-- BEGIN --

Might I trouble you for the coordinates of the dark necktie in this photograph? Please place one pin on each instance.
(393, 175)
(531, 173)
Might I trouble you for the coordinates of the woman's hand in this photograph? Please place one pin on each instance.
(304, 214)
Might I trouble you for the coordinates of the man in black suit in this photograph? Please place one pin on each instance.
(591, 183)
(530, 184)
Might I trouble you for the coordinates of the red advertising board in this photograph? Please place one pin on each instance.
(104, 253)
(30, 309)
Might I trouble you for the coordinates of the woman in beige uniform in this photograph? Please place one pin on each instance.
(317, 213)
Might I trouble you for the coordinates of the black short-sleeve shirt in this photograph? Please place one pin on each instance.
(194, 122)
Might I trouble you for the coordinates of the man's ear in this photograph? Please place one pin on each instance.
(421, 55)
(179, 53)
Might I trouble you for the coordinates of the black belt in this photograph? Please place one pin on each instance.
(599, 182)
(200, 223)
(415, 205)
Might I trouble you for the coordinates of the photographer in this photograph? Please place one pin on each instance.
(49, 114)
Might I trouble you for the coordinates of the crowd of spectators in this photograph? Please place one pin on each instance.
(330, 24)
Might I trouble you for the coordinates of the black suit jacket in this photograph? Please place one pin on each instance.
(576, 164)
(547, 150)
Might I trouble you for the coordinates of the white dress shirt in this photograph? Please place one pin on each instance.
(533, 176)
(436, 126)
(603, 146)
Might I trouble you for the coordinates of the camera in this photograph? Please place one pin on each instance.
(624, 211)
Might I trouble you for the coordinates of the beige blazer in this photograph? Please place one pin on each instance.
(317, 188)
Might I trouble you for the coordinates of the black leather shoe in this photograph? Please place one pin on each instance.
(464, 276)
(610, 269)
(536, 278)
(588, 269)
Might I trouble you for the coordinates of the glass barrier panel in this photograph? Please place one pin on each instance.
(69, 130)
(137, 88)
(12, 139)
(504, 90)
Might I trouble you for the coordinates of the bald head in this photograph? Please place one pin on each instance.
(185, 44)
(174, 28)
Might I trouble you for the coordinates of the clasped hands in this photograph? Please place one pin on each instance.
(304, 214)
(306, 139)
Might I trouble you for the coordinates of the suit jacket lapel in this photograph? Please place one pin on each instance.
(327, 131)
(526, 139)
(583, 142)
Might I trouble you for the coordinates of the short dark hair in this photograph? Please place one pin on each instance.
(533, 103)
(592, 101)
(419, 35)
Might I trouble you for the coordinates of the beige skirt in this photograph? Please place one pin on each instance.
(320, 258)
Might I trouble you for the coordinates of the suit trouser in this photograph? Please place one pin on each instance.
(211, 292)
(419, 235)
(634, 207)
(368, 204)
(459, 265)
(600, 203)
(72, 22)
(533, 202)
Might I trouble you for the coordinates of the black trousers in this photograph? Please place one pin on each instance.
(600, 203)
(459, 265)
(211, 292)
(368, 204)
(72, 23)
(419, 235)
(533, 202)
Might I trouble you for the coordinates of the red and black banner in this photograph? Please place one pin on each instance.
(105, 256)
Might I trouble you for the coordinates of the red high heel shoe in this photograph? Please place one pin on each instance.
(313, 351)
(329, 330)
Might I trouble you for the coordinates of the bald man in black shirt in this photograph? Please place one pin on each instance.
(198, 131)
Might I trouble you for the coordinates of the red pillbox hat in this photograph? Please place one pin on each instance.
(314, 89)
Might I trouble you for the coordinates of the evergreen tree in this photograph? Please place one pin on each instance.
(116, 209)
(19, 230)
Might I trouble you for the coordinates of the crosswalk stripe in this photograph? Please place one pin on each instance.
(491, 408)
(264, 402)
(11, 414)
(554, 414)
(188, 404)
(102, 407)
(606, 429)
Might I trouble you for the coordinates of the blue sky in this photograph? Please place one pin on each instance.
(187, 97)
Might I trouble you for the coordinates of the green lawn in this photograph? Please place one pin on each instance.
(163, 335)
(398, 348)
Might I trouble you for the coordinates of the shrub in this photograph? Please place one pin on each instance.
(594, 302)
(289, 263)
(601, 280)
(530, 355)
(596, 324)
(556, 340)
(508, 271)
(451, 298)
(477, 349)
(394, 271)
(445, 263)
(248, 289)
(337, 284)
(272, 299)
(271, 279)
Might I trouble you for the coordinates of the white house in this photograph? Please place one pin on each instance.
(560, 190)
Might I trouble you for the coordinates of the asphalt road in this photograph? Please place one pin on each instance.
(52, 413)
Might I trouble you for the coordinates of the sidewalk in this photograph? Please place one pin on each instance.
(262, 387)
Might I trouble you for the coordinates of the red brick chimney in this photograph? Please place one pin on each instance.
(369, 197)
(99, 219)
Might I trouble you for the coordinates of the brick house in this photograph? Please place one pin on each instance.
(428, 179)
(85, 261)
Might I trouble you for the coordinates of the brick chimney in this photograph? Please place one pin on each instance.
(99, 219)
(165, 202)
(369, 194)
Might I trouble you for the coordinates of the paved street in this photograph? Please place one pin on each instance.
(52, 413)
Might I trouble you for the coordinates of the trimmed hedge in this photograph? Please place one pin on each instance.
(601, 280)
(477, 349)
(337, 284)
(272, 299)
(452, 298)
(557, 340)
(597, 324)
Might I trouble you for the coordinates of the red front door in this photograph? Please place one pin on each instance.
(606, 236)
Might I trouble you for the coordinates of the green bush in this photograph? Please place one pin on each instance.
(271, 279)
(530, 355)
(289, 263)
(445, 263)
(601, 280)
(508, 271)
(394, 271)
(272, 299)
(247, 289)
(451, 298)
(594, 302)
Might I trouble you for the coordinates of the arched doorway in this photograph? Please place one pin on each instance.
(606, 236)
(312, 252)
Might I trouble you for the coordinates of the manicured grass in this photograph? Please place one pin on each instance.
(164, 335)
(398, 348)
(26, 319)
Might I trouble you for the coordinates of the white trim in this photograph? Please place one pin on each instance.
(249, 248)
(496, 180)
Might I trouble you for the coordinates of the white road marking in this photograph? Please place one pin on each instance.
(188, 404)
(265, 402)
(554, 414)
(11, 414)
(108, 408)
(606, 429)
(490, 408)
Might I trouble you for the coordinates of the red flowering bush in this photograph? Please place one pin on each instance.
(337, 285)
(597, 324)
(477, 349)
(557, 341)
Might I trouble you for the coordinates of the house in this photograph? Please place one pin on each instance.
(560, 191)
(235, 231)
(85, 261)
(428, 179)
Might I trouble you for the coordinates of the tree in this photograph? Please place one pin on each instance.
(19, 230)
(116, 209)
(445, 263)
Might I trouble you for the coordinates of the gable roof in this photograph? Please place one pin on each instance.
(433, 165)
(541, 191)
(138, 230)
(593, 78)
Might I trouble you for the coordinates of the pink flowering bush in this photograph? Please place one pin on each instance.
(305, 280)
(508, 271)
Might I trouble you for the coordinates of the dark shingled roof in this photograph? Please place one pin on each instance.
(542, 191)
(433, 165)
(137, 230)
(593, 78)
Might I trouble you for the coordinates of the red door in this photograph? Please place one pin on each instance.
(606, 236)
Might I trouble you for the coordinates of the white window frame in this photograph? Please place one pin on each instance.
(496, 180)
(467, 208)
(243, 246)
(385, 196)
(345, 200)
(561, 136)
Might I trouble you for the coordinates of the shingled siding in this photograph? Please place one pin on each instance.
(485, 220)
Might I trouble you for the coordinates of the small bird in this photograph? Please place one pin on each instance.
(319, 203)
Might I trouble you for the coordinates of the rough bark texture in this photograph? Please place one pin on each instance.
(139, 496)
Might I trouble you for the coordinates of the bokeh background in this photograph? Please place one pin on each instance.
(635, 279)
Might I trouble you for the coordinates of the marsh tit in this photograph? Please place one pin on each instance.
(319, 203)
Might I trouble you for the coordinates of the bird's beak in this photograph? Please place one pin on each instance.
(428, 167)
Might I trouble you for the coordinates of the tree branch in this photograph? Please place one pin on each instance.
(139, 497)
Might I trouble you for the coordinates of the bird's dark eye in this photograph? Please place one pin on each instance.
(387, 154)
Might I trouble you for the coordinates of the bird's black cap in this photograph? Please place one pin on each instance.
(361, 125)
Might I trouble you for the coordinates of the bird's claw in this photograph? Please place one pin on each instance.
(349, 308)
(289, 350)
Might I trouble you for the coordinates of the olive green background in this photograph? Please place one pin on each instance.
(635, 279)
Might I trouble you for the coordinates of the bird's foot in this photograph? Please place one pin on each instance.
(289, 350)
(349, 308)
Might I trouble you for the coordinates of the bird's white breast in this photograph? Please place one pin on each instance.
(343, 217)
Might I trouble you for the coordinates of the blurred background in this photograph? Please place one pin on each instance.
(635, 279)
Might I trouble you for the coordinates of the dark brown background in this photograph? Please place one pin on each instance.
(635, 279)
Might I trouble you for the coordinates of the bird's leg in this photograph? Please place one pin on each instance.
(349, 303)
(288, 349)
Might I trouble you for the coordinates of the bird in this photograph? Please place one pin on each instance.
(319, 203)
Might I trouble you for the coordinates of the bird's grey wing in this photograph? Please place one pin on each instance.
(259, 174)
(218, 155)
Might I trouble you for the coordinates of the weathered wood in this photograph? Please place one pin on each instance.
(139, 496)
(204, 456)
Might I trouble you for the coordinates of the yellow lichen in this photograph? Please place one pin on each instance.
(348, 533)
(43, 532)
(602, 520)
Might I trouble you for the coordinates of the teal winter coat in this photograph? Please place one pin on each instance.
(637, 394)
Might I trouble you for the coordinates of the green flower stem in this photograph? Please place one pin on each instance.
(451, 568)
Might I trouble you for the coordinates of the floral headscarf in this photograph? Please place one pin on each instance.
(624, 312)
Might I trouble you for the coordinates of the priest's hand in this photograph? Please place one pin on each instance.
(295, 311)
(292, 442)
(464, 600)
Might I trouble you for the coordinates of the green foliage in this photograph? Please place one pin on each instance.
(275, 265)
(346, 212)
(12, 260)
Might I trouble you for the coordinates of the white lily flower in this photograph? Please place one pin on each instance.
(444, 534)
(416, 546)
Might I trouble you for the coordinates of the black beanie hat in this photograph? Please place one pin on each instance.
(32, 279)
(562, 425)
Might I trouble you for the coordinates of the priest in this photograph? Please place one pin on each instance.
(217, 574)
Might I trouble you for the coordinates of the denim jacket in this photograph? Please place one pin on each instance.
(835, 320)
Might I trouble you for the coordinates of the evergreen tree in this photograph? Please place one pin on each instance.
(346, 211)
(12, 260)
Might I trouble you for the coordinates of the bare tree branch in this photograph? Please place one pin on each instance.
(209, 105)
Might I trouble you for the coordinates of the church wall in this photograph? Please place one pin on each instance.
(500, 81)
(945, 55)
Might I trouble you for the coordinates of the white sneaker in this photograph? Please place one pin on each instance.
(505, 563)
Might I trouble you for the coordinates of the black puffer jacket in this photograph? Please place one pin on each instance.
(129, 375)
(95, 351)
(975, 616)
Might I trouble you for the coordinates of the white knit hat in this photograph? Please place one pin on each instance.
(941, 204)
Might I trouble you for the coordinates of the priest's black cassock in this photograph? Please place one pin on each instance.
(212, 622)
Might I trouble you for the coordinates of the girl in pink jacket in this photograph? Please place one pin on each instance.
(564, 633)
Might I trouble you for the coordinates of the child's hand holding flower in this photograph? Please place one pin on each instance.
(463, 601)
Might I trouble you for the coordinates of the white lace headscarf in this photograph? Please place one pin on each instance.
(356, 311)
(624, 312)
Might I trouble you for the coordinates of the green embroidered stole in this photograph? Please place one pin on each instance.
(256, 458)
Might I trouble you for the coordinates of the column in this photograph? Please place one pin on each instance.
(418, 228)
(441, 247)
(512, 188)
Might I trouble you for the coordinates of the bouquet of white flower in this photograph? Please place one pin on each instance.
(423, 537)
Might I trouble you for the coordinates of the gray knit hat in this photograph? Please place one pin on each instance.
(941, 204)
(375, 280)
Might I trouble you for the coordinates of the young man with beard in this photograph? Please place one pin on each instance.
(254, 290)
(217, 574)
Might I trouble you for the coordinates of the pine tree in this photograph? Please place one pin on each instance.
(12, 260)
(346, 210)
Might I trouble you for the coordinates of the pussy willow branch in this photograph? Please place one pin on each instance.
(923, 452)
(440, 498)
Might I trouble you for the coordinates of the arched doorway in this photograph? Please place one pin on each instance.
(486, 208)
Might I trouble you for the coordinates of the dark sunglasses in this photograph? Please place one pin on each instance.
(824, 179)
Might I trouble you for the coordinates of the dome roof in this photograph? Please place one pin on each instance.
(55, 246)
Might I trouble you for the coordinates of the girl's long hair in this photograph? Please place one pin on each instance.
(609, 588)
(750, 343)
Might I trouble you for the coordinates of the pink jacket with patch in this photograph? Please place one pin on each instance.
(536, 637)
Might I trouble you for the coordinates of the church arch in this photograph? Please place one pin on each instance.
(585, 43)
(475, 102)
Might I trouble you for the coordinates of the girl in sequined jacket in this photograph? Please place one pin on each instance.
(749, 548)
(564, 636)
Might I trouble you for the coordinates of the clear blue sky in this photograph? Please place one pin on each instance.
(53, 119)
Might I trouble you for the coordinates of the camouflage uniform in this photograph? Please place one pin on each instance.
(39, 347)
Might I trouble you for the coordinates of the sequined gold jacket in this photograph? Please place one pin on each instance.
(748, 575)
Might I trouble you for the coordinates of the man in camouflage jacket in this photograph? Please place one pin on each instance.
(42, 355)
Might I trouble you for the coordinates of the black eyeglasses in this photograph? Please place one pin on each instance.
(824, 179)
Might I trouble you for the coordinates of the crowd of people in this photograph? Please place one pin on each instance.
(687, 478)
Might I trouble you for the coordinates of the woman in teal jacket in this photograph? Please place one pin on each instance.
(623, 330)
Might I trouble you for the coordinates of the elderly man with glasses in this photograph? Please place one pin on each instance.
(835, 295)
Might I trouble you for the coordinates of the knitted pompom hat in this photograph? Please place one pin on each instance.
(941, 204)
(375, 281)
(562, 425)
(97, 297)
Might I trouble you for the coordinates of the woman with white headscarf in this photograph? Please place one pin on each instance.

-- END --

### WHAT IS REQUIRED
Reproduce verbatim the lines of the material above, starting at the line that contains "Might I trouble you for the coordinates of the knitted" and ending at the last line of the material, both included.

### ANSWER BELOW
Might I trouble you for the coordinates of the knitted pompom hat in this photograph? Please place one pin on each instance.
(941, 204)
(375, 281)
(562, 425)
(97, 297)
Might I trouble you for the coordinates of the woman with white headscarf in this photograph? Please place one pin on each instance.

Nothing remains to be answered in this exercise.